Learning to Hear by Seeing: It's Time for Vision Language Models to Understand Artistic Emotion from Sight and Sound
Dengming Zhang, Weitao You, Jingxiong Li, Weishen Lin, Wenda Shi, Xue Zhao, Heda Zuo, Junxian Wu, Lingyun Sun
TL;DR
The paper tackles artistic-emotion understanding by jointly leveraging sight and sound without requiring large-scale audio pretraining. It introduces VAEmotionLLM, a two-stage framework combining Vision-Guided Audio Alignment (VG-Align) to teach hearing by seeing and a Cross-Modal Emotion Adapter (EmoAdapter) to enhance cross-modal emotion understanding, evaluated on the ArtEmoBenchmark. VG-Align transfers visual reasoning into an audio pathway via logit alignment on synchronized clips, while EmoAdapter adds emotion-sensitive residuals and explicit Valence-Arousal supervision across audio, visual, and audio-visual paths; results show state-of-the-art performance across audio-only, visual-only, and joint inputs with strong ablations confirming component complementarity. The approach advances vision-language models toward reliable artistic emotion interpretation and offers practical implications for multimodal AI alignment and creative content analysis.

**DATA LISTING:**
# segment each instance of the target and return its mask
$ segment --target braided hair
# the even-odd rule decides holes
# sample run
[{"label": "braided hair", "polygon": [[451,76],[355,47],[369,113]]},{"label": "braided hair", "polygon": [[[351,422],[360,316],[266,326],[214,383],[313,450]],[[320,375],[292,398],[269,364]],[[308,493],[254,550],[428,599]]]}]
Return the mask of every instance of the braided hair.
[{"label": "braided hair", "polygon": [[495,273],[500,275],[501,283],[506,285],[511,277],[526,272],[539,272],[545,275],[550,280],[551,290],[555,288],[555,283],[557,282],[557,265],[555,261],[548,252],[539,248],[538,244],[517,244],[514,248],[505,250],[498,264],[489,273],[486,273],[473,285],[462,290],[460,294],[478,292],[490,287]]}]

**TASKS TO COMPLETE:**
(a) According to the VAEmotionLLM summary, what benchmark is the framework evaluated on?
(b) Does each statement agree with the VAEmotionLLM summary? Answer yes or no for each and quote the words that decide it.
(i) The approach depends on large-scale audio pretraining.
(ii) VG-Align transfers visual reasoning into an audio pathway through logit alignment on synchronized clips.
(iii) EmoAdapter applies Valence-Arousal supervision to the audio path alone.
(c) Carry on with the VAEmotionLLM summary from its final sentence.

**ANSWERS TO THE EXERCISE:**
(a) The ArtEmoBenchmark.

(b)
(i) No: "without requiring large-scale audio pretraining"
(ii) Yes: "VG-Align transfers visual reasoning into an audio pathway via logit alignment on synchronized clips"
(iii) No: "explicit Valence-Arousal supervision across audio, visual, and audio-visual paths"

(c)
Abstract
Emotion understanding is critical for making Large Language Models (LLMs) more general, reliable, and aligned with humans. Art conveys emotion through the joint design of visual and auditory elements, yet most prior work is human-centered or single-modality, overlooking the emotion intentionally expressed by the artwork. Meanwhile, current Audio-Visual Language Models (AVLMs) typically require large-scale audio pretraining to endow Visual Language Models (VLMs) with hearing, which limits scalability. We present Vision Anchored Audio-Visual Emotion LLM (VAEmotionLLM), a two-stage framework that teaches a VLM to hear by seeing with limited audio pretraining and to understand emotion across modalities. In Stage 1, Vision-Guided Audio Alignment (VG-Align) distills the frozen visual pathway into a new audio pathway by aligning next-token distributions of the shared LLM on synchronized audio-video clips, enabling hearing without a large audio dataset. In Stage 2, a lightweight Cross-Modal Emotion Adapter (EmoAdapter), composed of the Emotion Enhancer and the Emotion Supervisor, injects emotion-sensitive residuals and applies emotion supervision to enhance cross-modal emotion understanding. We also construct ArtEmoBenchmark, an art-centric emotion benchmark that evaluates content and emotion understanding under audio-only, visual-only, and audio-visual inputs. VAEmotionLLM achieves state-of-the-art results on ArtEmoBenchmark, outperforming audio-only, visual-only, and audio-visual baselines. Ablations show that the proposed components are complementary.